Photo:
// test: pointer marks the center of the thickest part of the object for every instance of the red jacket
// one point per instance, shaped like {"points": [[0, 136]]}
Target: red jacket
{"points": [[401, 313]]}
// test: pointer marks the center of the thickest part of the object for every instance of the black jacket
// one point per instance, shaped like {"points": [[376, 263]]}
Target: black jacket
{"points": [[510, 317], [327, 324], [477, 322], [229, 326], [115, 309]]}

————————

> WHAT IS ASKED
Repeat the lines above word for word.

> SOLUTION TO THIS PROBLEM
Photo:
// test: pointer marks the center of the thickest part of the object for every instance of the red jacket
// one point per instance, shaped like {"points": [[0, 136]]}
Target: red jacket
{"points": [[401, 313]]}
// test: pointer marks the center of the thickest part of the object for every instance of the black jacket
// one point per instance, shaped like {"points": [[376, 263]]}
Target: black jacket
{"points": [[510, 317], [327, 324], [477, 322], [229, 326], [115, 309]]}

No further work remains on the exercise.